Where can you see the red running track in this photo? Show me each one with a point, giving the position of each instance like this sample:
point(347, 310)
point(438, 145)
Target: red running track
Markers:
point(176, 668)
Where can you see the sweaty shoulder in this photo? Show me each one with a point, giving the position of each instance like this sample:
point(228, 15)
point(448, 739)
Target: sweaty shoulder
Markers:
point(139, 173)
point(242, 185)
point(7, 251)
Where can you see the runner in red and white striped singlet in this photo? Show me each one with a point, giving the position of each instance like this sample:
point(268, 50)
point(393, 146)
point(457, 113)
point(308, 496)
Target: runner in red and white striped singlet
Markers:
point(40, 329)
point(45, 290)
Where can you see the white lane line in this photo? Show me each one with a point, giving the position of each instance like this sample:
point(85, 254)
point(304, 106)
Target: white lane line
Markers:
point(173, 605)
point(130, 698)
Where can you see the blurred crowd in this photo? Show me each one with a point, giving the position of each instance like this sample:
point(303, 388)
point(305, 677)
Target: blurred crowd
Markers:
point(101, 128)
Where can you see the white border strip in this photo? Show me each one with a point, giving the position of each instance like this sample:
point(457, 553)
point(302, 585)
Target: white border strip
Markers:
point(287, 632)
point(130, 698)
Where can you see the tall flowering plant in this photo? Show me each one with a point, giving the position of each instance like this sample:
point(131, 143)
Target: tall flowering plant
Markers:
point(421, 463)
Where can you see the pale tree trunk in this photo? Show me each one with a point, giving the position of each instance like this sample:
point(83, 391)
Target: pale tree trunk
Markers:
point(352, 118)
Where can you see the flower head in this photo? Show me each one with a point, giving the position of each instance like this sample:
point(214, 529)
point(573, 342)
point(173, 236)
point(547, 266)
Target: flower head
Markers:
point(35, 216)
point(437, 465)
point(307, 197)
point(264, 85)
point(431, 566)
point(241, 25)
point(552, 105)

**What to work on**: Please rewrite all of the data above with every "Markers" changed to "Points" and everything else left as it is.

**Reply**:
Where can you see the red running track in this photo? Show me each one with a point, giving the position of each instance like this sample:
point(347, 310)
point(438, 145)
Target: red running track
Points:
point(176, 668)
Where can you see the sweaty shoulder in this photo? Show me each one with a point, giving the position of each instance like this sample:
point(228, 15)
point(448, 739)
Target: sweaty shoulder
Points:
point(139, 173)
point(242, 185)
point(7, 251)
Where can you see the runner in red and white striped singlet in this photo? Show me each one with a point, giving the position of each instance like this sample:
point(268, 50)
point(393, 146)
point(457, 113)
point(308, 496)
Target: runner in red and white striped singlet
Points:
point(40, 329)
point(45, 290)
Where can you see the white lane line in this photo? Show me each one with a point, giving the position of each instance like this sample:
point(85, 254)
point(304, 106)
Target: white lane line
Points:
point(173, 605)
point(130, 698)
Where can you see the blurred crowd in this photo? Show me each one with a point, giving the position of each instance like this sample:
point(303, 388)
point(305, 677)
Target: blurred crowd
Points:
point(101, 128)
Where can you see the white border strip in this photo? Show me each one with a point, giving the position of each instance like this sample:
point(457, 553)
point(302, 585)
Target: white border strip
Points:
point(287, 632)
point(130, 698)
Where can you see the tall flowering plant in this photo? Show me each one with a point, giving the position of each instance like this sample:
point(131, 143)
Target: tall flowering plant
Points:
point(421, 463)
Where can you see the pale tree trunk in this photo? Show me each one with a point, giving the position of each instance like this sample:
point(83, 391)
Target: pale tree trunk
Points:
point(352, 118)
Where can you see the flower head in this photo? Show me each one with a point, giving the position of each instance like this sample:
point(214, 529)
point(573, 342)
point(173, 236)
point(547, 266)
Target: flower head
Points:
point(35, 216)
point(437, 465)
point(307, 197)
point(264, 85)
point(431, 566)
point(241, 25)
point(552, 105)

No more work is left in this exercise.